## Assignment
A single number is wanted: how many lines of the data include the string "open".

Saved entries
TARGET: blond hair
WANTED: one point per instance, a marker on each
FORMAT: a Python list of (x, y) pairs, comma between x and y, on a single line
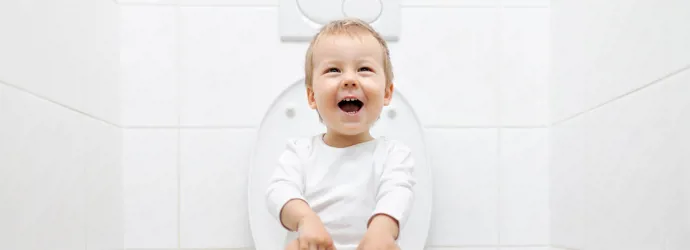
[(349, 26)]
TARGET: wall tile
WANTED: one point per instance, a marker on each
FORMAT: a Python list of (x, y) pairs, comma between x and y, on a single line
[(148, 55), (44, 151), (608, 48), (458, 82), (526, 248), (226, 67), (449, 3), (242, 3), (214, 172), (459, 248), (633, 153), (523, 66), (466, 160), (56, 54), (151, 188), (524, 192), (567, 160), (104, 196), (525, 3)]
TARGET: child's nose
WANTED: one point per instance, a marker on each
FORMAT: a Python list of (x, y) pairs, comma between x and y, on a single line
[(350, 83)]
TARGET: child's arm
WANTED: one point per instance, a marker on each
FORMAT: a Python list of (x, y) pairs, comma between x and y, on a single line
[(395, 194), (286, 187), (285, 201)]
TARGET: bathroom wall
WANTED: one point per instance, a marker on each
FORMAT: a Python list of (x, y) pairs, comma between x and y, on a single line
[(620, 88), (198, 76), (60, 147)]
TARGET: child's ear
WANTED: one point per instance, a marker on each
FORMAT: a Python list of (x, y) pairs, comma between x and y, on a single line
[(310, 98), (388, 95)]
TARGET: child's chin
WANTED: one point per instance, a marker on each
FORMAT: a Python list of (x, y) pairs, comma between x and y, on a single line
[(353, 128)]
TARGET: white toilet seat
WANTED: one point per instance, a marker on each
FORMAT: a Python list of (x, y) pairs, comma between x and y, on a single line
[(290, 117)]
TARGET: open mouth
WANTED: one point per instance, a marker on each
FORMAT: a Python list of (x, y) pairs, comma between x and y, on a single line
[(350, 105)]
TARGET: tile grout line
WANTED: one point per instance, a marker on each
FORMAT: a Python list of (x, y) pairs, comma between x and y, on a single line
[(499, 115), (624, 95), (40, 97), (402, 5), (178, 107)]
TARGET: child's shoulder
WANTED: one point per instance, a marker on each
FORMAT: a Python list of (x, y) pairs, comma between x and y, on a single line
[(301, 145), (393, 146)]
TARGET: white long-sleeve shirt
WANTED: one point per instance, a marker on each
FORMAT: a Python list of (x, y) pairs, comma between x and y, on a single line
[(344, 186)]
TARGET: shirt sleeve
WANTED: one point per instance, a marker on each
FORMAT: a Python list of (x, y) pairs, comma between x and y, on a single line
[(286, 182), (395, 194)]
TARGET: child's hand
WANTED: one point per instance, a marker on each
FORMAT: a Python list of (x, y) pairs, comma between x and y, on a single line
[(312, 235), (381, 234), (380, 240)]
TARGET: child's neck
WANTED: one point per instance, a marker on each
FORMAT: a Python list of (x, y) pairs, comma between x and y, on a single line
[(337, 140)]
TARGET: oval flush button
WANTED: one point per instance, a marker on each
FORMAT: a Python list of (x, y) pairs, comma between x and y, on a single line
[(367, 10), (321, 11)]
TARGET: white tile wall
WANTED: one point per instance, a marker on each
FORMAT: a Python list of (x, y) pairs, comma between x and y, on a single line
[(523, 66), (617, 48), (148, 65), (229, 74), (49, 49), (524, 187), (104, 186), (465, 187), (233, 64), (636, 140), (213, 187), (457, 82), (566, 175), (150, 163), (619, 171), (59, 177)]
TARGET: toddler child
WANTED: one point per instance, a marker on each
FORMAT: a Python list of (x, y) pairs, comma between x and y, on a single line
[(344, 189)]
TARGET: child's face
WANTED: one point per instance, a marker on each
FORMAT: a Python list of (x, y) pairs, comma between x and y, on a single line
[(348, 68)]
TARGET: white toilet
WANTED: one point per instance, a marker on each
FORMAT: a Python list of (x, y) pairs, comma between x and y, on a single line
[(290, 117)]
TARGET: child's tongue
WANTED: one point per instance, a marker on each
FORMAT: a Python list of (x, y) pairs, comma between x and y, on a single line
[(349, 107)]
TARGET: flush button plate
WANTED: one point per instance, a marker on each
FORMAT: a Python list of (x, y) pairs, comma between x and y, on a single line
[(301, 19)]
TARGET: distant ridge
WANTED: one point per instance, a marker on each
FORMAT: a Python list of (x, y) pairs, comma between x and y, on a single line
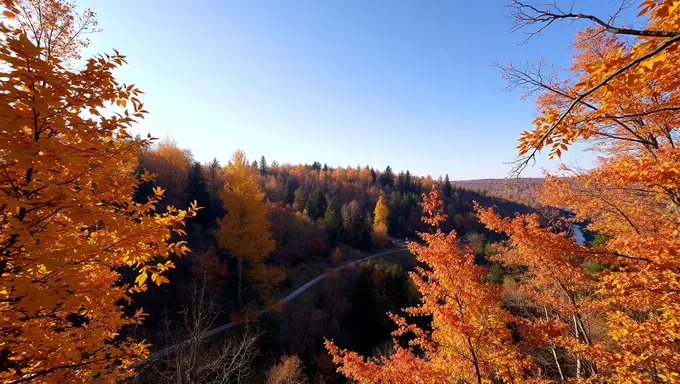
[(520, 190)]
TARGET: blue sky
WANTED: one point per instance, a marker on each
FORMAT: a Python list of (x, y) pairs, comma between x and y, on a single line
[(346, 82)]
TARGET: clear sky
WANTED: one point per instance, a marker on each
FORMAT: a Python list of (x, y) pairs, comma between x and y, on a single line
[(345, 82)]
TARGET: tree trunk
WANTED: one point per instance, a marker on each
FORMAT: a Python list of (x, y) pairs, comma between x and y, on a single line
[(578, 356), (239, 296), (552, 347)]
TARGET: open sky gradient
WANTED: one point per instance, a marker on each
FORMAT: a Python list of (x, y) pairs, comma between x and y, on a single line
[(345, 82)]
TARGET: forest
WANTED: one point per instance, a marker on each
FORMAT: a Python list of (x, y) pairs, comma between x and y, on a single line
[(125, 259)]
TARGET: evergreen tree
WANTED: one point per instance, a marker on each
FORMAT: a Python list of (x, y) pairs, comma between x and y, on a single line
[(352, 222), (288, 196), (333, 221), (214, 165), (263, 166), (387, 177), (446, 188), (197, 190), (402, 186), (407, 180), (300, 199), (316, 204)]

---

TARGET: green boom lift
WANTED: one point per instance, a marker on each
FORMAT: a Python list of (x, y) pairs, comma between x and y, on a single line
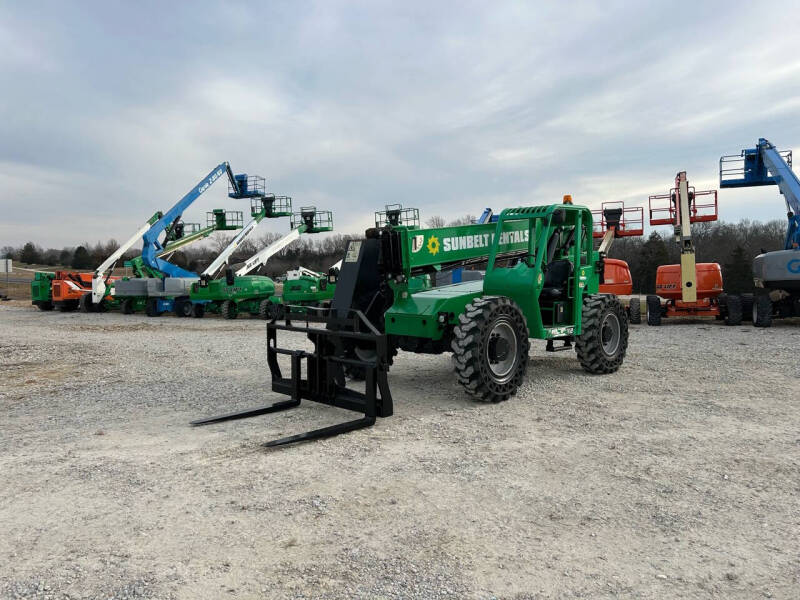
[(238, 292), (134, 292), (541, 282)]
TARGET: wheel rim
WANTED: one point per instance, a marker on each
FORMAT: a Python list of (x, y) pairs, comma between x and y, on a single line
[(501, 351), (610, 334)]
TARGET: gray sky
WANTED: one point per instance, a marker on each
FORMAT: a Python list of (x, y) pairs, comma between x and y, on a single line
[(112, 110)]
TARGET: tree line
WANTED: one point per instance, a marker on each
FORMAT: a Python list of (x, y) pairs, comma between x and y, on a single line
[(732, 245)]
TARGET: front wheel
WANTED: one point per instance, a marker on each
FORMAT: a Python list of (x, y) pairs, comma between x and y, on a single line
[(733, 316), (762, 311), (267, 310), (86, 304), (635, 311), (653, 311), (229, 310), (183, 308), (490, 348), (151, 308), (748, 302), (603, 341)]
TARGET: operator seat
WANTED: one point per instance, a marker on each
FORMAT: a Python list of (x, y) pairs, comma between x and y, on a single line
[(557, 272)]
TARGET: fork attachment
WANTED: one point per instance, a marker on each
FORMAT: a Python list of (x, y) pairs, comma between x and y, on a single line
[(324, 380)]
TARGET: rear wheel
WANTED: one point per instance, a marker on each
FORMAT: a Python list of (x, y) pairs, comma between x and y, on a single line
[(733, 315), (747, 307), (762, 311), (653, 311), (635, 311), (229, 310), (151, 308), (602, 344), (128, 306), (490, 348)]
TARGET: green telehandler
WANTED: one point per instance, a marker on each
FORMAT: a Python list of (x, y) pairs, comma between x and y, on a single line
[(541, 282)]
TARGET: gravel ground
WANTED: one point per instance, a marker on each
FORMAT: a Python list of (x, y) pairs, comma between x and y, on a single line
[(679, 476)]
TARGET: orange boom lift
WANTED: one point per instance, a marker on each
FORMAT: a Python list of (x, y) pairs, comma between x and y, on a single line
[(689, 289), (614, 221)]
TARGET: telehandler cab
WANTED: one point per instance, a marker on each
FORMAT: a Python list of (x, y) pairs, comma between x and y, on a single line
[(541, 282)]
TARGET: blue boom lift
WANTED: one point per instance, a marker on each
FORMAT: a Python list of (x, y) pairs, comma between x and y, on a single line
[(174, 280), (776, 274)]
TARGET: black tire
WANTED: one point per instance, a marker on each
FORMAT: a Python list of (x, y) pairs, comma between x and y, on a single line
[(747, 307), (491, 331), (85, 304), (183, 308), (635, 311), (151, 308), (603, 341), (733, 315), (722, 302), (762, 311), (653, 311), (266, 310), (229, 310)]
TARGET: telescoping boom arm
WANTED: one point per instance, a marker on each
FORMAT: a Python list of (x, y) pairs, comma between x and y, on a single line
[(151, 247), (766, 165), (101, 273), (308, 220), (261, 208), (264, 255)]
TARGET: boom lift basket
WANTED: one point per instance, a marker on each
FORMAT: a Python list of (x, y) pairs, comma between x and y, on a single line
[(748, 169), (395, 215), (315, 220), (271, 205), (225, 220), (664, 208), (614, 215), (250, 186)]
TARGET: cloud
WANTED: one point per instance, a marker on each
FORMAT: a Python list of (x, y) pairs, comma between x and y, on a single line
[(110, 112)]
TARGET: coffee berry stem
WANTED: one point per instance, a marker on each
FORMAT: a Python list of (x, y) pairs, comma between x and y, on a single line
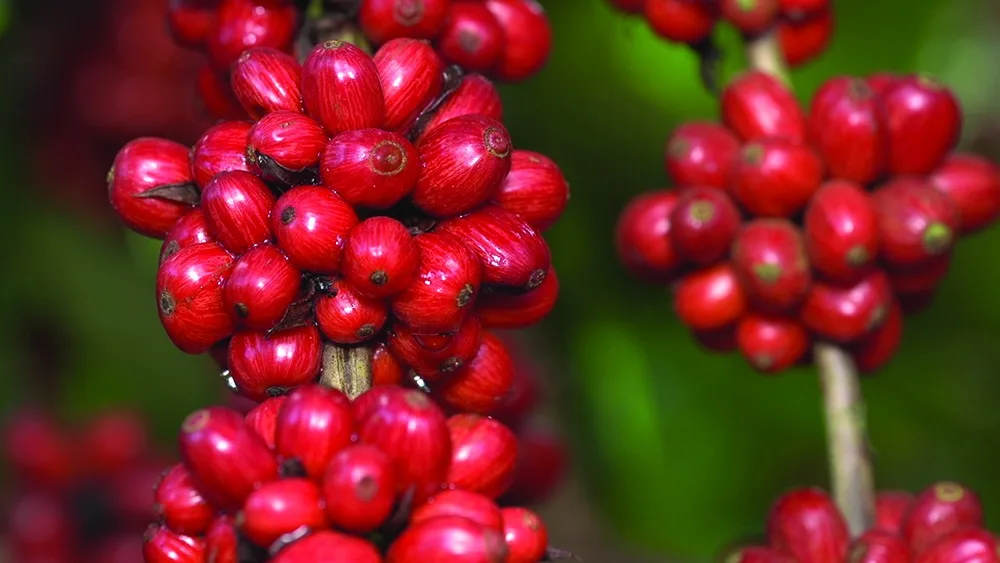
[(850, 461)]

* * *

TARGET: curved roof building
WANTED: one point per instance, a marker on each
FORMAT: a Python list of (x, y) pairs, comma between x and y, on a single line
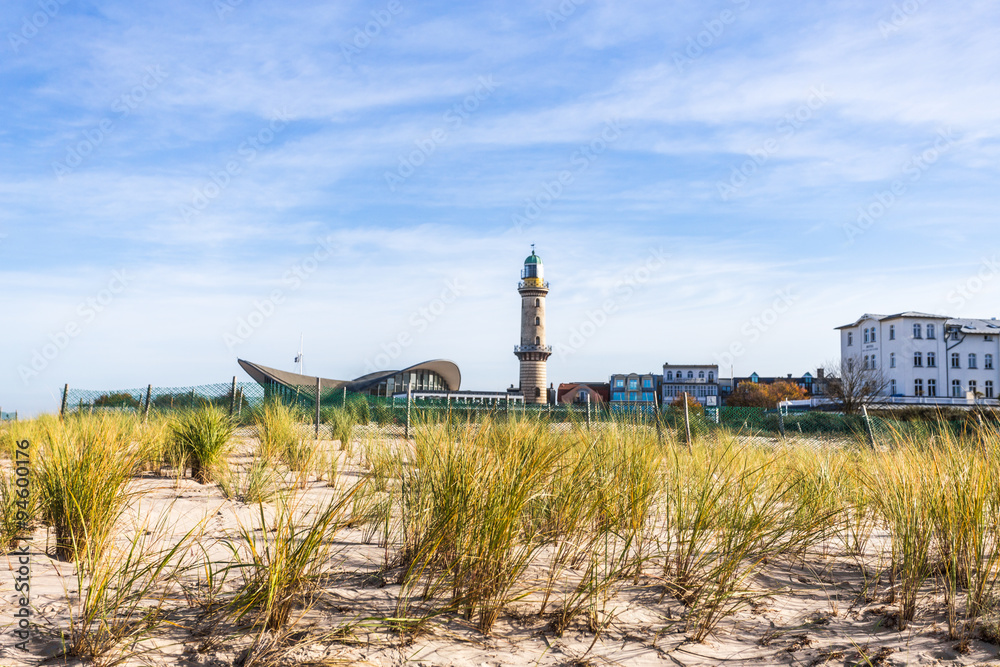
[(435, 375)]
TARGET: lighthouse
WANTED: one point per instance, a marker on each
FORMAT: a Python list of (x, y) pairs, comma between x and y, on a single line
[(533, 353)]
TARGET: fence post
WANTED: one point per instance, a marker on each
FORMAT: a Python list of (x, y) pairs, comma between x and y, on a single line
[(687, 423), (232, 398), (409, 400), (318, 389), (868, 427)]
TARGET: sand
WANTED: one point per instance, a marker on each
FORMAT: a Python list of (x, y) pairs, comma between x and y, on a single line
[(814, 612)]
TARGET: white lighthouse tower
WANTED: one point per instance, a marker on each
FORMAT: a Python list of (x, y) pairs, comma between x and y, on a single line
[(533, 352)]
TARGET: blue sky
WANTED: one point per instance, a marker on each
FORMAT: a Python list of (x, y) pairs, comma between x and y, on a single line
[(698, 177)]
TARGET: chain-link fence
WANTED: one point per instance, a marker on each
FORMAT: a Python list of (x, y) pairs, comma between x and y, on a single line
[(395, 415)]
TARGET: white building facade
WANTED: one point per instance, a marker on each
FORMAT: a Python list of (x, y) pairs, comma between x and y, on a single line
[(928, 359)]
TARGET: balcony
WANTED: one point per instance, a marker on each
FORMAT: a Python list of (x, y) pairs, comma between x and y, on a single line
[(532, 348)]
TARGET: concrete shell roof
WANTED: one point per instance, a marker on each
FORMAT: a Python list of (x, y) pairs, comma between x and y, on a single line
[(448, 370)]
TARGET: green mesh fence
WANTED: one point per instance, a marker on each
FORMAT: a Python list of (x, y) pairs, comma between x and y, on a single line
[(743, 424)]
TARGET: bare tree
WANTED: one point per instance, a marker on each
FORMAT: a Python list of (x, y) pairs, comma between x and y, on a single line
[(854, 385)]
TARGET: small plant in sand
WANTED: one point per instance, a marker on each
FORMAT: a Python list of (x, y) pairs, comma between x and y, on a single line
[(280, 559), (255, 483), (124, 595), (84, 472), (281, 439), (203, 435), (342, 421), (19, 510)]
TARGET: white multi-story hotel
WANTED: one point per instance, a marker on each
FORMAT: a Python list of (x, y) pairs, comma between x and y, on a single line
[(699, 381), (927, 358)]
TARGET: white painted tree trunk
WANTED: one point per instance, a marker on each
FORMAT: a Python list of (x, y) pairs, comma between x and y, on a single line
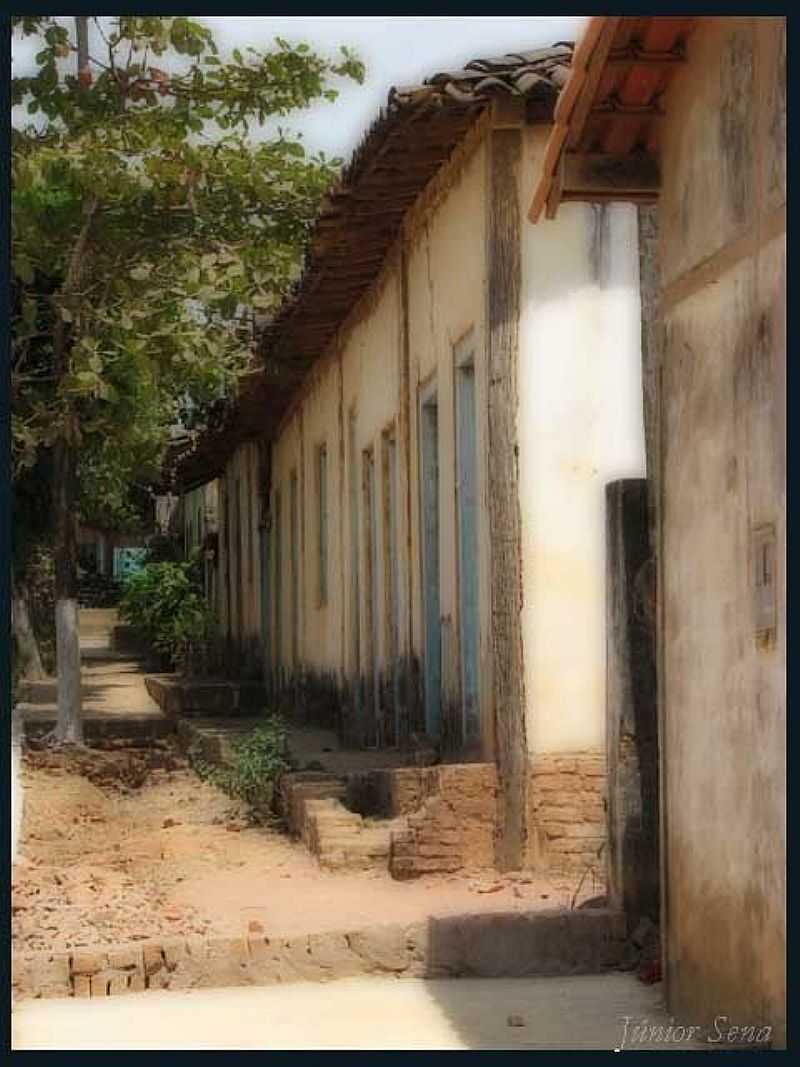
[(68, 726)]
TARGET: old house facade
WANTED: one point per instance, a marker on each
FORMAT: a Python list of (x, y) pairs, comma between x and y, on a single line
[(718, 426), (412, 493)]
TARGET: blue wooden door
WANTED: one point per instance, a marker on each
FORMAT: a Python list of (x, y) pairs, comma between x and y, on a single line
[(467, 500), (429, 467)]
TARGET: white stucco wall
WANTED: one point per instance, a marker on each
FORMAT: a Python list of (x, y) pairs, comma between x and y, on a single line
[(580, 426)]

## Result below
2